§ Задание 1:
Перепишите без изменений ту часть записей, которая открывается строкой, содержащей «twine in the picture above?», и завершается строкой, содержащей «(1090, 106)», включая обе эти строки.

§ Текст стихотворения:

# # # #

Памяти Ахматовой | страница 18



Знаешь сам, половины из них

Злая память никак не истратит:

Набок сбившийся куполок,

Грай вороний, и вопль паровоза,

И как будто отбывшая срок

Ковылявшая в поле береза,

И огромных библейских дубов

Полуночная тайная сходка,

И из чьих-то приплывшая снов

И почти затонувшая лодка…

Побелив эти пашни чуть-чуть,

Там предзимье уже побродило,

Дали все в непроглядную муть

Ненароком оно превратило,


И казалось, что после конца

Никогда ничего не бывает…

Кто же бродит опять у крыльца

И по имени нас окликает?

Кто приник к ледяному стеклу

И рукою, как веткою, машет?..

А в ответ в паутинном углу

Зайчик солнечный в зеркале пляшет.

# # # #

Строки данных:
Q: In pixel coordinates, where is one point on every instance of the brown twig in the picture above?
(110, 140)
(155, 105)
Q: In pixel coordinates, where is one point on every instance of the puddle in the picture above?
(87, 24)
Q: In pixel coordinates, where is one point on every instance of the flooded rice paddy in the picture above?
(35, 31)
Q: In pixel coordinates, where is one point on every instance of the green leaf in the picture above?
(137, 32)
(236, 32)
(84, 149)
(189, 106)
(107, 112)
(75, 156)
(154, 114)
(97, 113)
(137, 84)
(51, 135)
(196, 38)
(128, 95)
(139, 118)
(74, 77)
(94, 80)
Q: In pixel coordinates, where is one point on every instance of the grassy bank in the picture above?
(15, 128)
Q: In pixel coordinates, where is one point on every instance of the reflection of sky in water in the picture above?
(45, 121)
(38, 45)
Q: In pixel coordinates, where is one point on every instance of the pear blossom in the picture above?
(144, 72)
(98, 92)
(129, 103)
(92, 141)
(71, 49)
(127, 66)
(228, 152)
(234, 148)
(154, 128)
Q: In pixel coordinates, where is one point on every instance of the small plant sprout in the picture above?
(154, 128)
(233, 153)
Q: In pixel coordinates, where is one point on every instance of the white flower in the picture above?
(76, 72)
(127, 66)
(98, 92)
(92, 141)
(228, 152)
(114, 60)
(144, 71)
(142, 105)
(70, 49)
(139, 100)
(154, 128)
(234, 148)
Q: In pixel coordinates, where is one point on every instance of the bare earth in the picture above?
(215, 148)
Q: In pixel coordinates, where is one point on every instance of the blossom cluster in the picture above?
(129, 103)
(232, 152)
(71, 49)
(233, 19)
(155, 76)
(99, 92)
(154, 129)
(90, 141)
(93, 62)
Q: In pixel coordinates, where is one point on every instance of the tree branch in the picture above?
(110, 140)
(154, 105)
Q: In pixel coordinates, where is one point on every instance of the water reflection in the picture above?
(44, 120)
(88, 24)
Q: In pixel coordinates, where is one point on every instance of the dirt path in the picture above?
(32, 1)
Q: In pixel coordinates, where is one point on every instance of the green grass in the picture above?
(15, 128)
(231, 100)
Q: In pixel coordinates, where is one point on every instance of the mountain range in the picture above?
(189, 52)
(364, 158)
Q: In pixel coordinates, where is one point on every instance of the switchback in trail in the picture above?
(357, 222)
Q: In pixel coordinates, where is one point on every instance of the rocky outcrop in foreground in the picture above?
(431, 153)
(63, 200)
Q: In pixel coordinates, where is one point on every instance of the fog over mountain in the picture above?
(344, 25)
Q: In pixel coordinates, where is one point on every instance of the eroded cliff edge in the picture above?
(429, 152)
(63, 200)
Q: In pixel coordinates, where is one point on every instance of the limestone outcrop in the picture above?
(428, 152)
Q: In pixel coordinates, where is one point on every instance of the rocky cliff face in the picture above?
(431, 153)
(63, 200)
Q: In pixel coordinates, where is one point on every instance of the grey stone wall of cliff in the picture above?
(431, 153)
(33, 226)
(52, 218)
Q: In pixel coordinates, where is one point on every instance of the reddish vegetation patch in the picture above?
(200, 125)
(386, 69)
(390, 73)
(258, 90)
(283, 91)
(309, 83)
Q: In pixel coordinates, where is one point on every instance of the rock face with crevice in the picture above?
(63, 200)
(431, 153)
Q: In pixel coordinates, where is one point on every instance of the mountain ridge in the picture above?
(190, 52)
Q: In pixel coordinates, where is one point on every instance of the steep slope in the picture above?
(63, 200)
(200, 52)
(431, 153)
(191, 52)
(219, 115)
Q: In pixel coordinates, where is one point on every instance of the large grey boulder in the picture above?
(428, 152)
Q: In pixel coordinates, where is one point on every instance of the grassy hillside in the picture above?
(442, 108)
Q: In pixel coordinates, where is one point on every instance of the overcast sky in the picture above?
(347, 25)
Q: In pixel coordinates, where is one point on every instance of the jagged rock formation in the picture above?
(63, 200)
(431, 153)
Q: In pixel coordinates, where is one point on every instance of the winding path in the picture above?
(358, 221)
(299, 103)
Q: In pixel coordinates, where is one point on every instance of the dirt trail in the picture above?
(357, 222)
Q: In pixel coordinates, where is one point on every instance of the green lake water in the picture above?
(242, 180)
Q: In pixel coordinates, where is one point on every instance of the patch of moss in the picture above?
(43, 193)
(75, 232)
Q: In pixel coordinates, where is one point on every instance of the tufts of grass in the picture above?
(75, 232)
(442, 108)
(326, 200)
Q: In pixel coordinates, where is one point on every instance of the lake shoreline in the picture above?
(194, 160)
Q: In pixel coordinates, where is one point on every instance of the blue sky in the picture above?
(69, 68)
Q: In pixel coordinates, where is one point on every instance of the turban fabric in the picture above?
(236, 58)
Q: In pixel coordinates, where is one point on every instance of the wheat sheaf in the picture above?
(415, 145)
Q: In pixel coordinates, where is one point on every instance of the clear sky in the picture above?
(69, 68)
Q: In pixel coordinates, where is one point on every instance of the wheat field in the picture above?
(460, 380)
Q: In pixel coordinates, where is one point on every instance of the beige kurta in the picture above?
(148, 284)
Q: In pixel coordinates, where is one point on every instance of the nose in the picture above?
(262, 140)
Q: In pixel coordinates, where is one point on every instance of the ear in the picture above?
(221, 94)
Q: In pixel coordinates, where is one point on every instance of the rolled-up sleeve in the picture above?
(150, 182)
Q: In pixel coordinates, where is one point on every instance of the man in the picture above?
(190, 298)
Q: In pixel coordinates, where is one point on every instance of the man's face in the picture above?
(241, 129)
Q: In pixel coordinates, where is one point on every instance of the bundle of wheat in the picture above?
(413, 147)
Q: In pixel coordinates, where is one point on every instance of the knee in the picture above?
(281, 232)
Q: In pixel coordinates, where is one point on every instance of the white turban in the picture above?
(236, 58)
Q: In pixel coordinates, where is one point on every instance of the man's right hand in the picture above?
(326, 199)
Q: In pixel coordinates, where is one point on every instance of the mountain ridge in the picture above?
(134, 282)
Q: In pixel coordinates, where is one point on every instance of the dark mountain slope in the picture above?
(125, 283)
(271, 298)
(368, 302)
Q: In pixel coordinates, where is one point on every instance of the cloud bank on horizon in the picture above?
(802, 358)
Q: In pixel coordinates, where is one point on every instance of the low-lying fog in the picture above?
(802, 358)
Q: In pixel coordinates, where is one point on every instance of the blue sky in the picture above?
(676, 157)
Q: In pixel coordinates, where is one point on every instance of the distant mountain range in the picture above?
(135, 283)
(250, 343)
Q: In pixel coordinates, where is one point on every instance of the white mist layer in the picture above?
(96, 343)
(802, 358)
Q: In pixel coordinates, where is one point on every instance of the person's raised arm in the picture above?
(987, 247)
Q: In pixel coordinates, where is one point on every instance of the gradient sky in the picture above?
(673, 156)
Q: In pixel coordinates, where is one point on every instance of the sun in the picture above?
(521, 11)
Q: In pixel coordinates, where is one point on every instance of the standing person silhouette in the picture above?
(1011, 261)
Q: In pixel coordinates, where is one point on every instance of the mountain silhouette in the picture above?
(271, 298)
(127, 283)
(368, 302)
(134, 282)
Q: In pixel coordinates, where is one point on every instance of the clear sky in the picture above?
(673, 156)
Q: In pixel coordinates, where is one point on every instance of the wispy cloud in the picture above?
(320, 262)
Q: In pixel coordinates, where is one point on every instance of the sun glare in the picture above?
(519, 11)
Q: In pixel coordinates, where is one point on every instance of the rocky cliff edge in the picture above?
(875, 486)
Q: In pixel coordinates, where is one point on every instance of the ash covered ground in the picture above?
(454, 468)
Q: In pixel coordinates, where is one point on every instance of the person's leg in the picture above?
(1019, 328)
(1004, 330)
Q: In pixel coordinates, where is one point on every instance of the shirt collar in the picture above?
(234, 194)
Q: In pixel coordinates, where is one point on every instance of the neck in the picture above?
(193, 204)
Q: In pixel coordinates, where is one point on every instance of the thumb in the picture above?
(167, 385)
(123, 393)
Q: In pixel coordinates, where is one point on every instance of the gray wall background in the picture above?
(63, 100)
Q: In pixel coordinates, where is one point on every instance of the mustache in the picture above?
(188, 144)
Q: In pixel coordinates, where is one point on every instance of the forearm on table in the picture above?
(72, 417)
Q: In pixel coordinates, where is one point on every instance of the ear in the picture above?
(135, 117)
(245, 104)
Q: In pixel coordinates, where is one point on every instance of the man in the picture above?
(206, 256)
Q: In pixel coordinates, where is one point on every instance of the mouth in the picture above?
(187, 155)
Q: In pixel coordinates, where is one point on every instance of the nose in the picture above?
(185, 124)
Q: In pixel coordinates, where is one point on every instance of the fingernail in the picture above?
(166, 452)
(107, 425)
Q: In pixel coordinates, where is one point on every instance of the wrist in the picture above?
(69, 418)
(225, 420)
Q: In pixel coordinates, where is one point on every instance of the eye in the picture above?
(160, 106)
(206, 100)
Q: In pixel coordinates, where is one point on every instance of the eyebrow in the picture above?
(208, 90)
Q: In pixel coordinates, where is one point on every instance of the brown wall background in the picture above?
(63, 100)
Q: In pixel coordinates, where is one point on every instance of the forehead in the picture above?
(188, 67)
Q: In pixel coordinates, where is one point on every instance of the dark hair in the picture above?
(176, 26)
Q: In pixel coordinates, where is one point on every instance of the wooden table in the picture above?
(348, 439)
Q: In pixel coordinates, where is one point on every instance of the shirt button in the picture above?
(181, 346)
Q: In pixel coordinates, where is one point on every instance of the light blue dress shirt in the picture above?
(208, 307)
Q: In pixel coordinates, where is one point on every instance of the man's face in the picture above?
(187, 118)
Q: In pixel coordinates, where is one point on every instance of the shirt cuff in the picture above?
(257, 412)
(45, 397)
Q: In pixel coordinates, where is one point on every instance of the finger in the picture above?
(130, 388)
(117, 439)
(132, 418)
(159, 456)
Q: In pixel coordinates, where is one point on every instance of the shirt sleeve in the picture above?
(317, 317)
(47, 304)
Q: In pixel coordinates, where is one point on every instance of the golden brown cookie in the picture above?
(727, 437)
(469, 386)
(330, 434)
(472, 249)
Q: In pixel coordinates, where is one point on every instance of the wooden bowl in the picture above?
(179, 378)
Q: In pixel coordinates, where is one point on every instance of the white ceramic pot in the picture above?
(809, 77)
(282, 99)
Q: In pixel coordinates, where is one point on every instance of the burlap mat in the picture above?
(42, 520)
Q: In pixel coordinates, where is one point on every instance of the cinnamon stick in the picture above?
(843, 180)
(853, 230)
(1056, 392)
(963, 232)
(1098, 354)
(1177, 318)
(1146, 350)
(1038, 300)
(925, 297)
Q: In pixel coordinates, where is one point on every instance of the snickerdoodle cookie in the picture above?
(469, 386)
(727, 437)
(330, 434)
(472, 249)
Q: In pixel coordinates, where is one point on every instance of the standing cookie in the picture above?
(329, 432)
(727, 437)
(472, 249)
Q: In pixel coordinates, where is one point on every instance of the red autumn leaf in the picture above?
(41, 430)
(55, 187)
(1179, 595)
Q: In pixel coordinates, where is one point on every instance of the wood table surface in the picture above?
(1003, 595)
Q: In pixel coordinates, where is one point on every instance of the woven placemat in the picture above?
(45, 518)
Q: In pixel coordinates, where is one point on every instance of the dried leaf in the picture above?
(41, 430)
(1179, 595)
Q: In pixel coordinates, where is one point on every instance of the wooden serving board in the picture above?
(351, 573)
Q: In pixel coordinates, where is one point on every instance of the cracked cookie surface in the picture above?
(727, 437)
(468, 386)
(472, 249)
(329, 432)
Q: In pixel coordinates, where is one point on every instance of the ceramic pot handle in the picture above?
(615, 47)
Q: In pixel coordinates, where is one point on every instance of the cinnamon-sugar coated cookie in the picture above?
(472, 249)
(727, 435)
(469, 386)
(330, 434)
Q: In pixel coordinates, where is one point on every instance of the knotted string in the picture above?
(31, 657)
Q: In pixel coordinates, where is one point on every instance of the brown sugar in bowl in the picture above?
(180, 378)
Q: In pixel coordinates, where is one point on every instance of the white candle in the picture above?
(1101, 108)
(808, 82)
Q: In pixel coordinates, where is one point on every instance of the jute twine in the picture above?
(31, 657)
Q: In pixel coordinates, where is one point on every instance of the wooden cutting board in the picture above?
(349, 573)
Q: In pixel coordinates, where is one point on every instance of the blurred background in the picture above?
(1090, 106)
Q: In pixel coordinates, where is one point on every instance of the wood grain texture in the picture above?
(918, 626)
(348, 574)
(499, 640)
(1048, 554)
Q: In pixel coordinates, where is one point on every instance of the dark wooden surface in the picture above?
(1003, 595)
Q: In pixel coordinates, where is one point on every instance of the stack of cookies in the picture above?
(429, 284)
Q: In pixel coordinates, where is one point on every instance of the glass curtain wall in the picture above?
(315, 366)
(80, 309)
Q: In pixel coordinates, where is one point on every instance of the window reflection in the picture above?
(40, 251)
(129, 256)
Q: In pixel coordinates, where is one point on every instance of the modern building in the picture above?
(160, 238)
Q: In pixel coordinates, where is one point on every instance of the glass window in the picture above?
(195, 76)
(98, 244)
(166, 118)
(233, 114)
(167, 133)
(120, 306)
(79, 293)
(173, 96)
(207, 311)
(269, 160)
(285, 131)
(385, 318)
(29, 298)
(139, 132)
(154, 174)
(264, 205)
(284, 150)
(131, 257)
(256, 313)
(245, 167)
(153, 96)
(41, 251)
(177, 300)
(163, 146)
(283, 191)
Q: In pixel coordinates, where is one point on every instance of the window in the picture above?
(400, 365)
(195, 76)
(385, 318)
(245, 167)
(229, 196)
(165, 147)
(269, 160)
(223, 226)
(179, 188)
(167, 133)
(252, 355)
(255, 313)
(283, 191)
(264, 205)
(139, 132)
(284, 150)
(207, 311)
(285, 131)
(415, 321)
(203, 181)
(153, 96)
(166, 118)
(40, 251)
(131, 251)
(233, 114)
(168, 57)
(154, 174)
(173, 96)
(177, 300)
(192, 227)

# # # #

§ Задание 2:
Изложите содержание стихотворения в двух предложениях.

§ Полное решение 1:
Q: In pixel coordinates, where is one point on every instance of the jute twine in the picture above?
(31, 657)
Q: In pixel coordinates, where is one point on every instance of the wooden cutting board in the picture above?
(349, 573)
Q: In pixel coordinates, where is one point on every instance of the blurred background in the picture above?
(1090, 106)

§ Полное решение 2:
В стихотворении перечисляются образы, которые злая память никак не истратит: сбившийся набок куполок, вороний грай и вопль паровоза, ковылявшая в поле береза, полуночная сходка библейских дубов и почти затонувшая лодка. Затем говорится о предзимье, чуть побелившем пашни и превратившем дали в непроглядную муть, и звучит вопрос о том, кто бродит у крыльца и окликает по имени, а в ответ в паутинном углу в зеркале пляшет солнечный зайчик.